_Assignment_
For each record that follows, give it back exactly, with no pictures included.

───── Records supplied

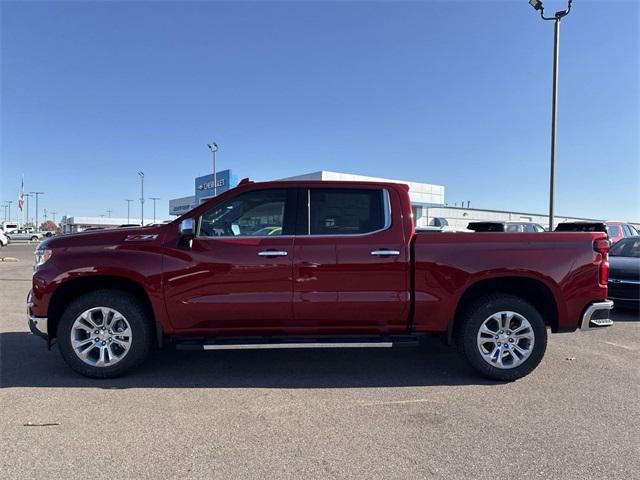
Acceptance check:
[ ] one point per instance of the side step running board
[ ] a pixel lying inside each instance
(270, 346)
(263, 344)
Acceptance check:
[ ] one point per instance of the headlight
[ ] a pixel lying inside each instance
(42, 255)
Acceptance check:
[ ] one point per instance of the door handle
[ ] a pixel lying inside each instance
(384, 252)
(273, 253)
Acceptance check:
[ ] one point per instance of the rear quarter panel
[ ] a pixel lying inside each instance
(447, 264)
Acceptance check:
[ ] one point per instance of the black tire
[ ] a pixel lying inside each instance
(135, 314)
(473, 318)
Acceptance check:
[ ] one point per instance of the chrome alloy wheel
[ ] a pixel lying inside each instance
(101, 336)
(505, 339)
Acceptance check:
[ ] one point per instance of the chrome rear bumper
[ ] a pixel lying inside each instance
(597, 315)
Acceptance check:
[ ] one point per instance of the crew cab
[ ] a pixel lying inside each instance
(313, 264)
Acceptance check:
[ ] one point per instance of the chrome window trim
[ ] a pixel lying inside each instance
(386, 200)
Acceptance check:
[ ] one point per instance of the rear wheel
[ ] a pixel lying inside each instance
(104, 333)
(502, 336)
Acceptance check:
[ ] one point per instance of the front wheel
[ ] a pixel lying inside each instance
(105, 333)
(502, 336)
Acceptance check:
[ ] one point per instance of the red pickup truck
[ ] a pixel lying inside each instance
(311, 264)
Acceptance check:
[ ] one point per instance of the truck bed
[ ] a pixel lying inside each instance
(562, 267)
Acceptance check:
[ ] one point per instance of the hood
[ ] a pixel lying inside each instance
(113, 236)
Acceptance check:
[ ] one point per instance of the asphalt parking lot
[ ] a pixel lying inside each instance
(405, 413)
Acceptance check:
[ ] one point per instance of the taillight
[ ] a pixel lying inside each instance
(603, 273)
(601, 246)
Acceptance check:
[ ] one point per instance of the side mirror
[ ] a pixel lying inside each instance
(188, 227)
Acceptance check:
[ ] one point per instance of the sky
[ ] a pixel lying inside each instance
(456, 93)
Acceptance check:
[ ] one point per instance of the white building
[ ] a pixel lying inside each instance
(79, 224)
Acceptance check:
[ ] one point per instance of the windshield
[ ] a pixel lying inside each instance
(629, 247)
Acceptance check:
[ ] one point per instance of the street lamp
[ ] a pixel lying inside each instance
(141, 173)
(537, 4)
(37, 194)
(27, 195)
(9, 202)
(128, 210)
(213, 146)
(154, 207)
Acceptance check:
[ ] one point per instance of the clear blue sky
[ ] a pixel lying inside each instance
(449, 92)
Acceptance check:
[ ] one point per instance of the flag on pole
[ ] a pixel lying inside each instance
(21, 196)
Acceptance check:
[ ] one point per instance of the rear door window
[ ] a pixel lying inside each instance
(614, 230)
(338, 211)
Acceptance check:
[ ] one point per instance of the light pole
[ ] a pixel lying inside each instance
(537, 4)
(128, 210)
(27, 195)
(9, 202)
(154, 207)
(141, 173)
(213, 146)
(37, 194)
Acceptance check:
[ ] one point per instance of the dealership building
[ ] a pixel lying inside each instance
(427, 200)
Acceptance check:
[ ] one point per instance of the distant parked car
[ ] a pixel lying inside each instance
(619, 230)
(624, 272)
(24, 234)
(510, 227)
(581, 227)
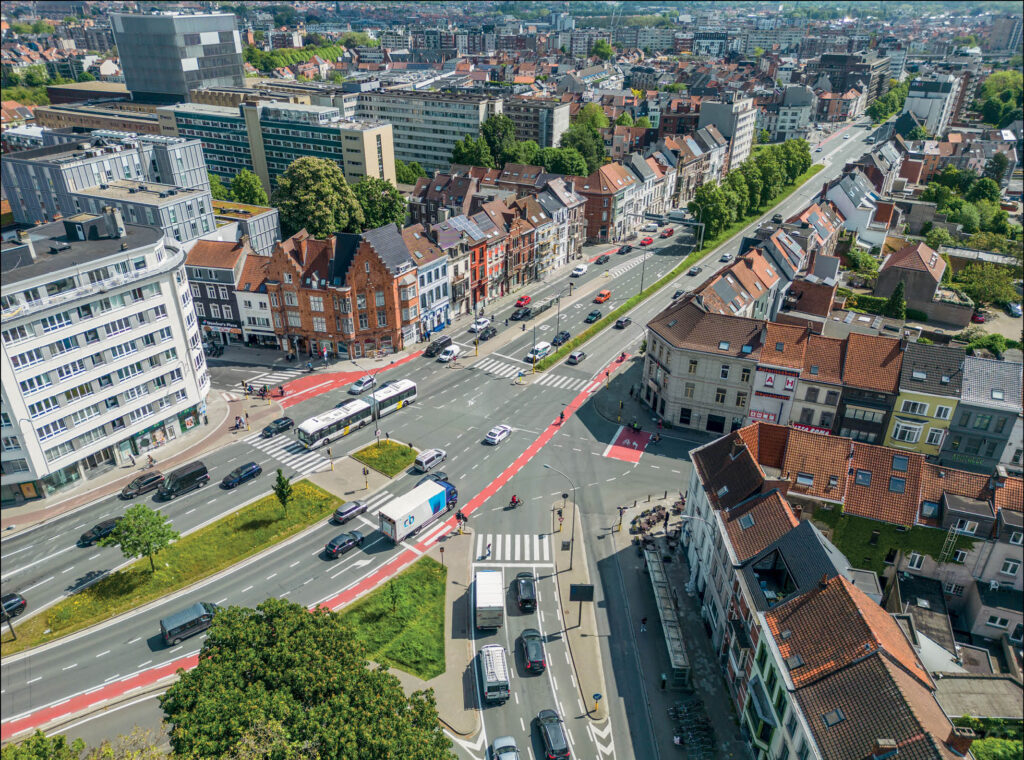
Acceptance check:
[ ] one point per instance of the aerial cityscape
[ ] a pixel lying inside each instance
(511, 380)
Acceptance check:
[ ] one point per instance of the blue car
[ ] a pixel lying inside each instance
(240, 474)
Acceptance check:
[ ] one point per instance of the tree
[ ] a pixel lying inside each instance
(896, 305)
(283, 490)
(246, 187)
(306, 671)
(312, 194)
(141, 533)
(382, 203)
(472, 152)
(602, 50)
(987, 283)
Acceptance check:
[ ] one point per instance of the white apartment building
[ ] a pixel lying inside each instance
(101, 355)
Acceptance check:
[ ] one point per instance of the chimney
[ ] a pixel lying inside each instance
(961, 739)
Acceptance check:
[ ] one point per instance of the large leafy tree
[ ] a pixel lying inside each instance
(281, 664)
(312, 194)
(141, 533)
(246, 187)
(382, 203)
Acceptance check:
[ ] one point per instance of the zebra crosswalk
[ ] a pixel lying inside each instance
(507, 369)
(535, 548)
(290, 453)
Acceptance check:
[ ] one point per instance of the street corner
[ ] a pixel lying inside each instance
(628, 445)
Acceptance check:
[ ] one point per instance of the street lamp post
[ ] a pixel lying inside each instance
(572, 529)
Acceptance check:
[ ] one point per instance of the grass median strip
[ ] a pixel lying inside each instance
(196, 556)
(401, 623)
(386, 457)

──────────

_Result for this task_
Acceptance check:
[ ] one point per instance of the side step running board
[ ] a pixel lying inside each instance
(270, 346)
(263, 344)
Acceptance check:
[ ] one point per instance of the headlight
[ ] a pixel lying inside each instance
(42, 255)
Acceptance check:
[ ] one point per instance of the door handle
[ ] a pixel lying inside each instance
(384, 252)
(273, 253)
Acceptance check:
[ ] one point per instance of the rear quarter panel
[ ] a pixel lying inside each instance
(447, 264)
Acceptance check:
[ ] one point per instance of the black tire
[ ] a pixel lying inside each instance
(135, 314)
(473, 318)
Acceptance check:
[ ] one point per instance of the chrome alloy wheel
[ ] a pixel lying inside each instance
(101, 336)
(505, 339)
Acceptance check:
[ ] one point per instance of the chrome rear bumper
[ ] a pixel lying inside each instance
(597, 315)
Acceptance check:
[ ] one point per instance of the crew cab
[ ] a pixel lying inside each instance
(313, 264)
Acceptance check:
[ ] one point per instance of the chrome window trim
[ ] a pixel lying inside each instance
(386, 200)
Acceptance check:
[ ] one point per instance of the rear wheel
[ ] a pixel lying inside each instance
(104, 333)
(502, 336)
Acceptance check:
[ ] one point per instance of the front wheel
[ ] a pixel lying inside each instance
(105, 333)
(502, 336)
Acceptance check:
[ ] one point per instance of the red pickup truck
[ ] a pixel lying inside each instance
(311, 264)
Acceptance check:
[ ] one point per instance of the truck bed
[ ] a pixel lying inside each instance
(562, 267)
Acceptance check:
[ ] one point per instance of the hood
[ ] a pixel lying inside each instance
(113, 236)
Acceptance check:
[ ] one point per instance of the asphalt parking lot
[ ] a pixel lying inside each instance
(405, 413)
Acceptance check:
[ ] one point per instance of the taillight
[ ] a pixel lying inside each instance
(603, 273)
(601, 246)
Acceptance check:
[ ] one point per instance of the side mirror
[ ] a pixel lying inside each instance
(188, 227)
Acceptance check:
[ ] one point per instance of the sky
[ ] a pixel lying inside each instance
(456, 93)
Acceptance check:
[ ] one point per instance of the white building
[ ] a pixel lying inside each instance
(79, 224)
Acceptance check:
[ ] one point per instance of the windshield
[ ] a pixel lying inside each instance
(629, 247)
Acceptance check:
[ ] one point per instance of the street lamp
[ ] a pixel lying inside each instance
(141, 173)
(537, 4)
(37, 194)
(27, 195)
(9, 202)
(128, 210)
(213, 146)
(154, 207)
Acceptance check:
[ ] one point per instance of the clear blue sky
[ ] a pixel lying inside each instance
(449, 92)
Acceptance check:
[ ] one point per instance of the flag on pole
[ ] a pixel lying inside each instance
(21, 196)
Acceptance check:
[ ] one point per instance of the rear door window
[ ] a pixel lying inside each instance
(614, 230)
(338, 211)
Acceptance check:
[ ] one point per instance of the light pole
[ ] a pixel lying inside each instance
(537, 4)
(128, 210)
(27, 195)
(9, 202)
(154, 207)
(141, 173)
(213, 146)
(37, 194)
Acceptance check:
[ ] one point per instance of the dealership building
[ ] a pixel lying inside each instance
(427, 200)
Acceptance check:
[ ] one point per instance of the distant parked car
[ ] a pixel lying inside each instance
(619, 230)
(624, 272)
(24, 234)
(510, 227)
(581, 227)
Acceptance check:
[ ] one point per instance of the aerial cityscape
[ ] a pixel lying inside each instance
(511, 380)
Acceptance check:
[ ] one point per instance of the blue car
[ ] a pixel lying inside each instance
(240, 474)
Acceptance check:
[ ] one point per instance of the tree
[ ] a pixel lying inside each instance
(896, 305)
(283, 490)
(246, 187)
(306, 671)
(312, 194)
(141, 533)
(382, 203)
(472, 152)
(602, 50)
(987, 283)
Acceptance check:
[ ] one point per instance of the white apartment building
[ ] a pixel lying inside each instance
(101, 355)
Acceptance check:
[ ] one point per instance of the chimney
[ ] a pixel lying inside each instance
(961, 739)
Acceptance check:
[ ] one point per instance of the large leafy tree
[ ] a pixel lying inside each instance
(281, 664)
(312, 194)
(141, 533)
(246, 187)
(382, 203)
Acceptance check:
[ ] one point per instance of the zebra crosswalk
[ ] a pixel lying inside each instance
(507, 369)
(535, 548)
(290, 453)
Acceptance check:
[ ] one point per instance of the street corner
[ ] a pixel lying inside each instance
(628, 445)
Acceptance check:
[ ] one point per instance of the street lamp post
[ ] a pixel lying inside each instance
(572, 529)
Acceptance check:
[ ] one point per instance of the grass median strip
[ ] a pixel lying inside each instance
(196, 556)
(401, 623)
(386, 457)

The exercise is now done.